:: Short problem ::
Starting at the line containing "TARGET: nurse's hand" and ending at the last line of the items below, recast those lines as a Markdown table with the columns Row and Item line, numbering each row and leaving out blank lines.

- - - -

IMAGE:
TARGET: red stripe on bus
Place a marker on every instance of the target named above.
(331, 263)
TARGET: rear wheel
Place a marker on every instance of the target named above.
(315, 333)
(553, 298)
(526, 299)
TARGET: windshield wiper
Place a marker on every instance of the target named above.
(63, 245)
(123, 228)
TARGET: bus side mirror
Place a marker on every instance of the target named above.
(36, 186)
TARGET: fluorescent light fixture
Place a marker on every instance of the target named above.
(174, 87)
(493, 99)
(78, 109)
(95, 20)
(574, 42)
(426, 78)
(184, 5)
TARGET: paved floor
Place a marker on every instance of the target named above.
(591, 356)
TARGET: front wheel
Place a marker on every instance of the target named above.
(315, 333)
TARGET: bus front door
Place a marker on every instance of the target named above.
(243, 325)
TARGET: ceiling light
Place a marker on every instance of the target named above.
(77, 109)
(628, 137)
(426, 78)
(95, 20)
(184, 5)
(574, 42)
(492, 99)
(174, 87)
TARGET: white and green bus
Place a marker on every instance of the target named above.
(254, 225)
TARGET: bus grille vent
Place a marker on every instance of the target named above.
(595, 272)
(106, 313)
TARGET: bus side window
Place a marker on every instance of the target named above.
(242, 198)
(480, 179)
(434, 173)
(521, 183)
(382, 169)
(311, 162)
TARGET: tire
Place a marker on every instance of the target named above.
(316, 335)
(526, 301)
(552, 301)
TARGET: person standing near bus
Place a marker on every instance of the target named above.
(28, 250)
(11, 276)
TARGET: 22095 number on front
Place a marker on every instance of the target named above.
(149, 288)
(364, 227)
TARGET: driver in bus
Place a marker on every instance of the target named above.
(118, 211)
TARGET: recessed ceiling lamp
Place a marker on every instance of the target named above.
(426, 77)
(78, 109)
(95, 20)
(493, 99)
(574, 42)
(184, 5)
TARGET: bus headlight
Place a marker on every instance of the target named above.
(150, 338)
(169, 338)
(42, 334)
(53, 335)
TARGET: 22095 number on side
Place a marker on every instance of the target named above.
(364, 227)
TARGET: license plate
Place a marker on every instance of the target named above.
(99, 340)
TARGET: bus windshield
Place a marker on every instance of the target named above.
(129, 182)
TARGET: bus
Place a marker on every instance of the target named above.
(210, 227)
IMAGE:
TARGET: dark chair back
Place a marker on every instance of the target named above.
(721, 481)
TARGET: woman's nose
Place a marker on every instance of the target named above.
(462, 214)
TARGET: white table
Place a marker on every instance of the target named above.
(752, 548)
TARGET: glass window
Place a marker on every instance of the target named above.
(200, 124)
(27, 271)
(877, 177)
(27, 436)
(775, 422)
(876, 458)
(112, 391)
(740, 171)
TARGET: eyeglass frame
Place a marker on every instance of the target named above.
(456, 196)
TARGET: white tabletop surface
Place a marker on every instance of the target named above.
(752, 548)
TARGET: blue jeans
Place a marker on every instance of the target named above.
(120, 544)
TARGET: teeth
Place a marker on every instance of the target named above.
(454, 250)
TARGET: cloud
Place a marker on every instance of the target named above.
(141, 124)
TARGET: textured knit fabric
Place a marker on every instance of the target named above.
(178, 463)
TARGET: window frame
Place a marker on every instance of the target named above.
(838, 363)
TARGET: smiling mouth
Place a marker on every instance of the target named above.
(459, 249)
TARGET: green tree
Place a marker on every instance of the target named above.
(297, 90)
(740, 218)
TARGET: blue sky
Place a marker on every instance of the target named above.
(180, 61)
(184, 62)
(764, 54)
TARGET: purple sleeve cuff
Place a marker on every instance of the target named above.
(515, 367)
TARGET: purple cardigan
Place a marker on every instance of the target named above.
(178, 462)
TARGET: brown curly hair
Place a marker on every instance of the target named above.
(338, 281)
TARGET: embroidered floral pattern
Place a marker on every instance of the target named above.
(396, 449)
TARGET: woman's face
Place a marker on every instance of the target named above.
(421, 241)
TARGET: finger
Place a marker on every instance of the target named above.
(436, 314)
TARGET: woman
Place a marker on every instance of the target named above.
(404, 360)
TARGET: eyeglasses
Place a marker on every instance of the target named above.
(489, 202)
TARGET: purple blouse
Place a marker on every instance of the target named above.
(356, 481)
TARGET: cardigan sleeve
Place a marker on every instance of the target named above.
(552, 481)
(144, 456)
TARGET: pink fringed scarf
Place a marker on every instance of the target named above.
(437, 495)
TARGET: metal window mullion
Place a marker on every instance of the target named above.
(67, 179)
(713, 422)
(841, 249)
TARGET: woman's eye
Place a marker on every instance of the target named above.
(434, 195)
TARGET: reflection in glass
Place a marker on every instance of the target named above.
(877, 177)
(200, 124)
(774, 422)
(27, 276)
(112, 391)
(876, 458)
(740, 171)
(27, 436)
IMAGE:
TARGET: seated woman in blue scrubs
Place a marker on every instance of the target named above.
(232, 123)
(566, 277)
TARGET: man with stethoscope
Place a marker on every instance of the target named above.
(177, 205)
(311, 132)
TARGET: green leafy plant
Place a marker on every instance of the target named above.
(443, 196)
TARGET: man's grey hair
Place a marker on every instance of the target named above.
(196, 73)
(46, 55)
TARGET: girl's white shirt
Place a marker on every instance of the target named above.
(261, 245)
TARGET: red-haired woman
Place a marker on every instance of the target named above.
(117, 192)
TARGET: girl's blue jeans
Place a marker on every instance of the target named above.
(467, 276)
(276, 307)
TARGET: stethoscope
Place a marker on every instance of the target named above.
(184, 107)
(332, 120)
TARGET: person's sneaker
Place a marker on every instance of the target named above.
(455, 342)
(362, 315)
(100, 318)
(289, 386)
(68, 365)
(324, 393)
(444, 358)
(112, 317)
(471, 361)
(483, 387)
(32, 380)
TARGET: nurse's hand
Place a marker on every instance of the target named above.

- - - -

:: Response ::
| Row | Item line |
|---|---|
| 1 | TARGET: nurse's hand |
| 2 | Place a marker on every instance of the target named above. |